■ Excerpts from a detection dataset ■

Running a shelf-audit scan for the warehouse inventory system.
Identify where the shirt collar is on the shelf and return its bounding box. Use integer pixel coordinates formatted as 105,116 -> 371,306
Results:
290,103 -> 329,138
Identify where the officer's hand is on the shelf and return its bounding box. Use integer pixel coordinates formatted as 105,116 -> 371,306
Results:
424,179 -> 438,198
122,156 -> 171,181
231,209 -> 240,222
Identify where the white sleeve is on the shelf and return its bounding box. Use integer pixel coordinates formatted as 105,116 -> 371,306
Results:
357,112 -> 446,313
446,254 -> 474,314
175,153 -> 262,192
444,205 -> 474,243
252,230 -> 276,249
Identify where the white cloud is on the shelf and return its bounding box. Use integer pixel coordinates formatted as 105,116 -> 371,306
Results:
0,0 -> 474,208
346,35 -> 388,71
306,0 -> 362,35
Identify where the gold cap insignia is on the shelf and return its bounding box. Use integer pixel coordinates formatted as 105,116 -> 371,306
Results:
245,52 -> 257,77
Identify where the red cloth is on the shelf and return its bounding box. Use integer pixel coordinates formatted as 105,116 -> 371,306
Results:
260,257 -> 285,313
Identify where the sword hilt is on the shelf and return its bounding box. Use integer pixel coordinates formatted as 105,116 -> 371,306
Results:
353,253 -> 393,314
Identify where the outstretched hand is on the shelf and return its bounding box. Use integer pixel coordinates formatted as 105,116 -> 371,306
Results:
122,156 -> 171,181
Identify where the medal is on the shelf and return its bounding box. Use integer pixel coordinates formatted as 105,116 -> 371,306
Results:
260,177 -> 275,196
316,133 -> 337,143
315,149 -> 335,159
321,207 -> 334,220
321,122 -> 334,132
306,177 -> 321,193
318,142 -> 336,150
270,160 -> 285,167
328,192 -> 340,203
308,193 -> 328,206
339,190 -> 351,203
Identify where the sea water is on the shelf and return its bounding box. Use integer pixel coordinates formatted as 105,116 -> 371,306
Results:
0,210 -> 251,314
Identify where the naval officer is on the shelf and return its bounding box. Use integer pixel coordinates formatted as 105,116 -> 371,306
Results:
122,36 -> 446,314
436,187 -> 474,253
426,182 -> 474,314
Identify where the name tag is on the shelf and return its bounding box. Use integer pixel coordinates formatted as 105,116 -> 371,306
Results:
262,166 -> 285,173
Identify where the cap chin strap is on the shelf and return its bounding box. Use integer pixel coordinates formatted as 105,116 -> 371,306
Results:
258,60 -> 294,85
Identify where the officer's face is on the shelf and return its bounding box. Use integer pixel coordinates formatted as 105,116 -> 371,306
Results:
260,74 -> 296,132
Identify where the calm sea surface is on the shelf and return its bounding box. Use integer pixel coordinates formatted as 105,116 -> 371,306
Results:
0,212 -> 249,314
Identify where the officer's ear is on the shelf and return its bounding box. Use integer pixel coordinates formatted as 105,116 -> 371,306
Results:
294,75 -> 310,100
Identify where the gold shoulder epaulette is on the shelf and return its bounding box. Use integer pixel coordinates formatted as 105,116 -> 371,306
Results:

■ WORK REQUIRED ■
Copy every one of the records above word for word, with no changes.

■ ANSWER TO THIS TASK ■
Running a shelf-audit scan for the warehouse inventory system.
Identify where the shirt collar is on the shelf and return its bounding box. Use integer pixel coordinates formatted as 105,116 -> 371,306
Results:
290,103 -> 329,138
Identify where the officer's hand is on the shelf and return its bounding box. Use integer pixel coordinates formatted as 105,116 -> 371,306
Results:
424,179 -> 438,198
122,156 -> 171,181
231,209 -> 240,222
Identify where the white sleeve is on the shelf and return its bounding box. Use integer pixel coordinates formatted as 105,116 -> 371,306
Results:
357,112 -> 446,313
446,254 -> 474,314
175,153 -> 262,192
444,205 -> 474,243
252,230 -> 276,249
Identify where the white cloud is on the shelf and return its bounding box. Use integer pixel coordinates formatted as 105,116 -> 371,306
Results:
0,0 -> 474,208
346,35 -> 388,71
306,0 -> 362,35
Identify where the gold cap insignia is on the shelf and return its bounding box. Use integer pixel coordinates formatted as 105,116 -> 371,306
Results:
245,52 -> 257,77
Identify where the red cloth is on the shelf and return its bounding box. Use integer pixel coordinates formatted as 105,116 -> 371,306
Results:
260,257 -> 285,313
Identify where the sword hilt is on the shelf and return its bounding box. Use integer pixel coordinates formatted as 105,116 -> 371,306
Results:
353,253 -> 393,314
Identify where the outstretched hand is on the shelf and return its bounding box. Use integer pixel coordinates formatted as 105,116 -> 371,306
Results:
122,156 -> 171,181
Identify where the medal is on the shelf and return its bounding box. Use integer pixel coordinates formatted as 105,116 -> 371,306
Results:
260,177 -> 275,196
316,133 -> 337,143
315,149 -> 335,159
321,207 -> 334,220
321,122 -> 334,132
306,177 -> 321,193
318,142 -> 336,150
270,160 -> 285,167
328,192 -> 340,203
308,193 -> 328,206
339,190 -> 351,203
Identify where the sea water is on the shelf and return its bounding box. Use integer pixel coordinates formatted as 105,116 -> 371,306
Results:
0,210 -> 251,314
Identify where the naval officer is on the shelf and return its bounding box. Use integer pixel coordinates formatted as 105,116 -> 371,306
Results:
122,36 -> 446,314
436,187 -> 474,253
426,182 -> 474,314
Identify where the name tag is on the shelf and return its bounding box. Use integer pixel coordinates formatted as 105,116 -> 371,306
Results:
262,166 -> 285,173
Identify where the cap chin strap is on the shelf and return its bounding box. Use integer pixel coordinates formatted as 105,116 -> 371,306
Results:
258,60 -> 294,85
Identify where the officer's face is on the shelf and return its bounding box. Use integer pixel coordinates formatted as 105,116 -> 371,306
Results:
260,74 -> 296,132
Identify where the calm sea surface is on the shelf and return its bounding box. Use integer pixel coordinates formatted as 105,116 -> 371,306
Results:
0,212 -> 249,314
Identify where the officer's ear is on the shelf and return its bounding box. Use integer pixel coordinates formatted as 105,116 -> 371,306
Results:
294,75 -> 310,100
Identify where the gold shoulder epaulette is on the shelf and return its bounding box. Use integer pixel coordinates formatted as 105,116 -> 371,306
Results:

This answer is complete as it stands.